▶ **Source passage**
Animal Rights Stuff

Posted at 15:40pm on 8th November 2008

This surely has to be the stuff of comedy? I mean I know we, in Britain, are a nation of animal lovers, but do we need a whacking great document telling us how we should look after them, with a threat of a £20,000 fine if we stray from the guidelines? What are these people at Whitehall thinking about? And why are we paying them to do it?

I have loved all my pets and wept at their demise. There was the thrill of finding kittens born in my bed when I was a schoolgirl. Would Hilary Benn’s Department for Environment, Food and Rural Affairs (DEFRA) have found such a bizarre occurrence an infringement of basic animal rights? And the sheer delight of discovering that Bruce, our retarded Alsatian puppy, thought himself a wet nurse, taking it upon himself to carry the kittens around in his mouth and to wean them, whilst Beauty preened herself, aloof from all the fuss. I hardly dare ask! Might we have been guilty of causing the dog an identity crisis and been hauled before those intent in eradicating the prevention of cruelty to animals?

SHOULD WILD ANIMALS BE KEPT AS PETS?

And what about the question, should wild animals be kept as pets? I dread to think of the fines or imprisonment my family might have suffered in this respect. Deprived of his role as Nanny when the cat eventually died, Bruce opened up a bird sanctuary in our home, rescuing our oily feathered friends from the sea, or those with broken wings, and depositing them gently at my father’s feet. Once washed and splinted, the dog became Matron, tucking them into their straw-lined box-bed, and generally overseeing their care. When required, naturally the armpit of his front leg was the best intensive-care unit ever, providing exactly the right level of warmth and comfort to nurse his patients back to full health. And they loved him for it. Even his duty as keeper of the front door was secondary to this. Bruce ensured that he rose carefully so as not to disturb his patient, before charging off to the hall to alert us, noisily, to the possibility of intruders.

▶ **Work order 1**
Using the animal rights post, decide whether each statement agrees with it, answering yes or no and quoting the words that decide it: (a) Straying from the guidelines carries a threatened fine of £20,000. (b) Bruce was a Labrador puppy. (c) The kittens were born in the writer's bed.
▶ **Work order 2**
Retype the part of the animal rights post that opens with the words containing "I have loved" and closes with "cruelty to animals?".

▶ **Supplied information**

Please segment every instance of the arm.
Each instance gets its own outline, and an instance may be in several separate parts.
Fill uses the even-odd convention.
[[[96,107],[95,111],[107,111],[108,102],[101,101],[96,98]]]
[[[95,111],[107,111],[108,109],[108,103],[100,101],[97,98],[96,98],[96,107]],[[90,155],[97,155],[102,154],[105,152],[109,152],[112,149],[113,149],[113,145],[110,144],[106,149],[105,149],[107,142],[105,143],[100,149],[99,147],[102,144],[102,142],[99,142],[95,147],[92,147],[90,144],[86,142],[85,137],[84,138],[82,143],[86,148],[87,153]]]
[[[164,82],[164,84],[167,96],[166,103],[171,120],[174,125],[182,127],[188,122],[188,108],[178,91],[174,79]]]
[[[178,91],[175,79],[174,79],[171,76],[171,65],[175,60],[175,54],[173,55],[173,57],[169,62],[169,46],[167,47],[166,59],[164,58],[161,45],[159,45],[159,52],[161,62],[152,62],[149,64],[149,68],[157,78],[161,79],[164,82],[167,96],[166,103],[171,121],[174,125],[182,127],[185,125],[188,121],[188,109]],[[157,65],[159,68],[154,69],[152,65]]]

---

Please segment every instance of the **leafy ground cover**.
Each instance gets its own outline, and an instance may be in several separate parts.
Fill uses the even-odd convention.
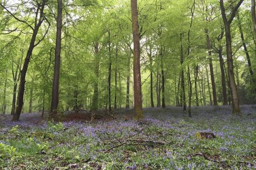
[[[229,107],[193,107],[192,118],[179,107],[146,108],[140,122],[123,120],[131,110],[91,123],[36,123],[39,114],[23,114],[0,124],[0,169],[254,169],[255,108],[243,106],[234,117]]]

▶ **Exercise response 1**
(a) Yes: "with a threat of a £20,000 fine if we stray from the guidelines"
(b) No: "Bruce, our retarded Alsatian puppy"
(c) Yes: "There was the thrill of finding kittens born in my bed when I was a schoolgirl."

▶ **Exercise response 2**
I have loved all my pets and wept at their demise. There was the thrill of finding kittens born in my bed when I was a schoolgirl. Would Hilary Benn’s Department for Environment, Food and Rural Affairs (DEFRA) have found such a bizarre occurrence an infringement of basic animal rights? And the sheer delight of discovering that Bruce, our retarded Alsatian puppy, thought himself a wet nurse, taking it upon himself to carry the kittens around in his mouth and to wean them, whilst Beauty preened herself, aloof from all the fuss. I hardly dare ask! Might we have been guilty of causing the dog an identity crisis and been hauled before those intent in eradicating the prevention of cruelty to animals?